INFORMATION SUPPLIED ::
# # # #
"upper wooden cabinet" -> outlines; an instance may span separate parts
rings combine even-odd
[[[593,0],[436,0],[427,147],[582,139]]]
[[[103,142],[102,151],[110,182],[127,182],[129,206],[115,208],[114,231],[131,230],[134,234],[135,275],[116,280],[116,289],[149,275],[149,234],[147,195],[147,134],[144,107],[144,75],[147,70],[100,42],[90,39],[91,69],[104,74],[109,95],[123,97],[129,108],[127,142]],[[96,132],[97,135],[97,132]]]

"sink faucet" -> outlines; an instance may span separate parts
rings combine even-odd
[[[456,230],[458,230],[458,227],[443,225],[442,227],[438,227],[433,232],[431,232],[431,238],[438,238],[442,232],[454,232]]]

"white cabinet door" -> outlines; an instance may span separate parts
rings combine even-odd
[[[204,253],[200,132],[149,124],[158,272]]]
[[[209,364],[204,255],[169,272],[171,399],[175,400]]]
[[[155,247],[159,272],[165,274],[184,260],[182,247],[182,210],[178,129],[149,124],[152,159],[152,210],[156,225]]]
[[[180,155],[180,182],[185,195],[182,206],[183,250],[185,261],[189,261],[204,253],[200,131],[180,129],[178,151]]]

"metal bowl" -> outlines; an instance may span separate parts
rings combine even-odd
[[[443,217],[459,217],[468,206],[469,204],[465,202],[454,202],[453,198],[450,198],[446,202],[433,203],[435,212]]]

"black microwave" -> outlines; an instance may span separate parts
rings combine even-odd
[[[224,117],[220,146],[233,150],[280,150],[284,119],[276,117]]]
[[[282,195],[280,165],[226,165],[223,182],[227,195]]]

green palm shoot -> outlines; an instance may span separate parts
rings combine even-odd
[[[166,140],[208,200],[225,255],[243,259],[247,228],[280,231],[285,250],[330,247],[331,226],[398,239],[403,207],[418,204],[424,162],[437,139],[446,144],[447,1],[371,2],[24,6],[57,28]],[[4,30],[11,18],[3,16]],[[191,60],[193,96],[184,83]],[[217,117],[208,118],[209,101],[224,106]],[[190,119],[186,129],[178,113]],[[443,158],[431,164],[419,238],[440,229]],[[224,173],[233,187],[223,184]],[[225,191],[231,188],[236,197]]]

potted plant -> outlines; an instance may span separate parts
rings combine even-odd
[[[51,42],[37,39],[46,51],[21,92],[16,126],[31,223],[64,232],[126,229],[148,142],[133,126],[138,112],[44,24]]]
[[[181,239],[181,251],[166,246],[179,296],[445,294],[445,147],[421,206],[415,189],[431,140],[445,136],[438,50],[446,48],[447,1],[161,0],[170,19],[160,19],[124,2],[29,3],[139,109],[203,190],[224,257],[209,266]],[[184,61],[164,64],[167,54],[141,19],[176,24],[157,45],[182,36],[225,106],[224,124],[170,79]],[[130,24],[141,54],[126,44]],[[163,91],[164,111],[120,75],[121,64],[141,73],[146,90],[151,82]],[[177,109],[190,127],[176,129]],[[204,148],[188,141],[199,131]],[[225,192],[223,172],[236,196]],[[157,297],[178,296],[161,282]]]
# # # #
AIM :: Convert all of the material above into a JSON array of strings, with one string per line and the blank lines left out.

COMPLETED EXERCISE ::
[
  "\"upper wooden cabinet\" -> outlines; an instance may span separate parts",
  "rings combine even-odd",
  "[[[593,0],[436,0],[427,147],[582,139]]]",
  "[[[103,142],[102,151],[110,182],[127,182],[129,206],[115,208],[114,231],[131,230],[134,234],[135,275],[116,280],[116,289],[149,275],[149,234],[147,195],[147,134],[144,107],[144,75],[147,70],[100,42],[90,39],[91,69],[104,74],[109,95],[123,97],[129,108],[127,142]],[[96,132],[97,135],[97,132]]]",
  "\"sink faucet\" -> outlines; an instance may span separate parts",
  "rings combine even-odd",
  "[[[456,230],[458,230],[458,227],[443,225],[442,227],[438,227],[433,232],[431,232],[431,238],[438,238],[442,232],[454,232]]]",
  "\"white cabinet door\" -> outlines; an instance may span separate parts",
  "rings combine even-odd",
  "[[[204,253],[200,132],[149,124],[158,272]]]",
  "[[[209,364],[204,255],[169,272],[171,399],[175,400]]]",
  "[[[155,247],[159,272],[165,274],[184,260],[182,247],[182,210],[178,129],[149,124],[152,159],[152,210],[156,225]]]",
  "[[[180,155],[180,182],[185,195],[182,206],[183,250],[185,261],[189,261],[204,253],[200,131],[180,129],[178,151]]]",
  "\"metal bowl\" -> outlines; an instance may span separate parts",
  "rings combine even-odd",
  "[[[443,217],[459,217],[468,206],[469,204],[465,202],[454,202],[453,198],[450,198],[446,202],[433,203],[435,212]]]",
  "\"black microwave\" -> outlines; an instance may span separate parts",
  "rings combine even-odd",
  "[[[224,117],[220,146],[233,150],[280,150],[284,119],[276,117]]]",
  "[[[282,195],[280,165],[226,165],[223,182],[227,195]]]",
  "green palm shoot -> outlines; an instance may span separate parts",
  "rings combine even-odd",
  "[[[166,140],[208,200],[225,255],[243,259],[247,228],[280,231],[285,250],[330,247],[331,226],[398,239],[403,207],[418,204],[424,162],[437,139],[446,144],[447,1],[371,2],[24,6],[57,28]],[[4,30],[11,18],[3,16]],[[191,60],[193,96],[184,83]],[[217,117],[208,118],[209,101],[224,106]],[[190,119],[186,129],[178,113]],[[443,158],[431,164],[419,238],[440,229]],[[224,173],[233,187],[223,184]],[[225,191],[231,188],[236,197]]]",
  "potted plant -> outlines; an instance may span separate parts",
  "rings combine even-odd",
  "[[[51,42],[37,39],[46,51],[21,92],[16,126],[31,223],[64,232],[126,229],[148,142],[133,126],[138,112],[44,24]]]",
  "[[[181,239],[181,251],[166,246],[179,296],[445,294],[445,147],[421,206],[415,189],[431,140],[445,136],[438,50],[446,48],[447,1],[161,0],[170,19],[160,19],[124,2],[29,3],[139,109],[203,190],[224,257],[209,266]],[[184,61],[164,64],[167,54],[141,19],[176,24],[157,45],[182,36],[225,106],[224,124],[170,79]],[[130,24],[141,54],[126,44]],[[163,91],[164,111],[120,75],[121,64],[141,73],[146,90],[151,82]],[[177,109],[190,127],[176,129]],[[204,148],[188,141],[199,131]],[[225,192],[223,172],[236,196]],[[157,297],[178,296],[161,282]]]"
]